▸ **Exercises**
[A] Update the travel passage about Livingston: rewrite everything from "A security guard" down to "aboard the train.", with "security guard" changed to "watchman".
[B] According to the travel passage about Livingston, what year does the railroad station date from?

▸ **Text passage**

+===+

Gallatin County Courthouse, Bozeman, Montana

It was about 5.00pm when we arrived at the southern edge of Livingston, so we drove to downtown to look around. I am glad we did so because we encountered a few blocks of remarkably interesting buildings (the best buildings included old hotels, the Empire Theatre with its stunning 1950s or 1960s façade, an old department store, other shops of more modest scale, and a silo and elevator beside the railroad), lots of ghost signs and painted adverts, and perhaps the best railroad station of the trip, a stunning stone and brick structure dating from 1902 with columns and a covered walkway to the now-unused platform. Moreover, in a siding not far from the station, an immaculately clean Montana Rail Link (MRL) diesel had pulled up with six stainless steel carriages behind it. Two of the six carriages had seats arranged on raised floors beneath raised roofs pierced with many panes of glass. After making their way to the seats via stairs leading from the compartments below, passengers could enjoy panoramic views while the carriages were in motion.

A security guard came out of his motor vehicle when we stopped to take photos of the train. I had assumed that the train was a special that might run only at weekends to take rail enthusiasts along a portion of the railroad that now no longer had passenger services. After being told that we were not allowed to get close to the train, the security guard said that it belonged to the man who owned MRL. Apparently, the owner spent most of his time living aboard the train.

+===+

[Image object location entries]
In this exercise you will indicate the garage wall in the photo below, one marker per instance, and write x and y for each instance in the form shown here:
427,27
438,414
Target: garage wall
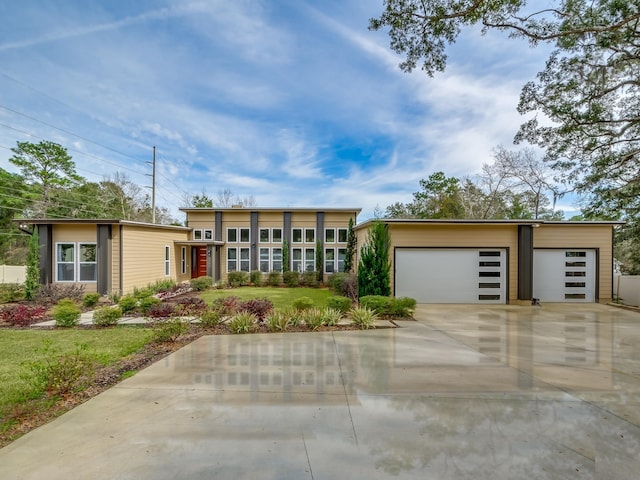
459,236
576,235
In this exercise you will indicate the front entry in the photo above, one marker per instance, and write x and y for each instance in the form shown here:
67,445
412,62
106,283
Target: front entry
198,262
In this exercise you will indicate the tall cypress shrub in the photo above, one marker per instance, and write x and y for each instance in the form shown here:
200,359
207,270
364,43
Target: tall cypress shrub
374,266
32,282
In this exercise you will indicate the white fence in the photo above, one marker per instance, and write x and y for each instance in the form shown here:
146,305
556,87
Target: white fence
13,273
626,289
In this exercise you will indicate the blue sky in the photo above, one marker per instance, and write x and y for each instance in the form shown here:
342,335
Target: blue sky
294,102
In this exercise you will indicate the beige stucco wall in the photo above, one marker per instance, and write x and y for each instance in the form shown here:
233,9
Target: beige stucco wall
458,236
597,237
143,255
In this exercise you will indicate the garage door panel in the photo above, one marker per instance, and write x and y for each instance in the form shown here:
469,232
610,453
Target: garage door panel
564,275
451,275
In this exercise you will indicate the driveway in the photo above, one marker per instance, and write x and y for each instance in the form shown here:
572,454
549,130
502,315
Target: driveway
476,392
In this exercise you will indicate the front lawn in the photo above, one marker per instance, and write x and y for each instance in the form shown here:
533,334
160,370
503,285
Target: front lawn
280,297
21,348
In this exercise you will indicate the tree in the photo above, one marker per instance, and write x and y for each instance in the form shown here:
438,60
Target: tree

+===+

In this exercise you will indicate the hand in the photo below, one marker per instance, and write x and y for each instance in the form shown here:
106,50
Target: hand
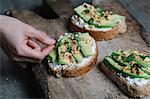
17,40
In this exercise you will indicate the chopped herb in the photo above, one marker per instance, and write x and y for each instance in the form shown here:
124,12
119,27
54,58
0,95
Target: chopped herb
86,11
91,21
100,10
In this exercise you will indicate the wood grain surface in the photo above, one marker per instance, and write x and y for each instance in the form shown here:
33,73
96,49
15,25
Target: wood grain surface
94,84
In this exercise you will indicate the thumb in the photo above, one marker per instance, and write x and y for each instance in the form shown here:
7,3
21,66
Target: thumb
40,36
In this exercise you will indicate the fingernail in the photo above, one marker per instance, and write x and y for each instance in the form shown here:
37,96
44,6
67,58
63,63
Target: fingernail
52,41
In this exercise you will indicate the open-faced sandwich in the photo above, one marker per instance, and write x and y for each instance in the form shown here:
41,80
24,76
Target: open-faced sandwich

+===+

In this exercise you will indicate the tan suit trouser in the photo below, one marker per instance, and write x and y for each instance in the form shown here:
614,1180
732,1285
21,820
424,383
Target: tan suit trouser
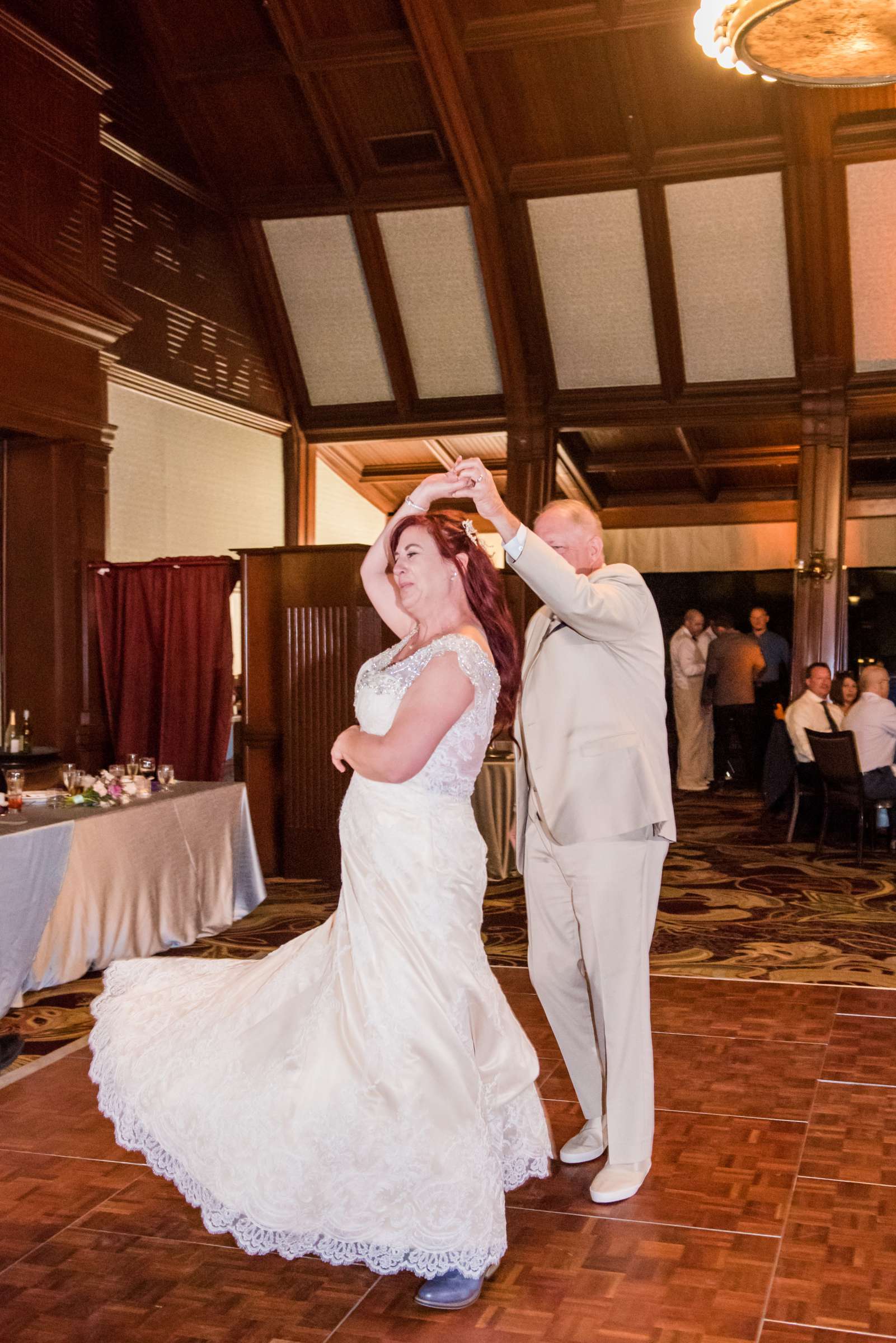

+===+

▸ **Full solutions**
[A]
A watchman came out of his motor vehicle when we stopped to take photos of the train. I had assumed that the train was a special that might run only at weekends to take rail enthusiasts along a portion of the railroad that now no longer had passenger services. After being told that we were not allowed to get close to the train, the watchman said that it belonged to the man who owned MRL. Apparently, the owner spent most of his time living aboard the train.

[B] 1902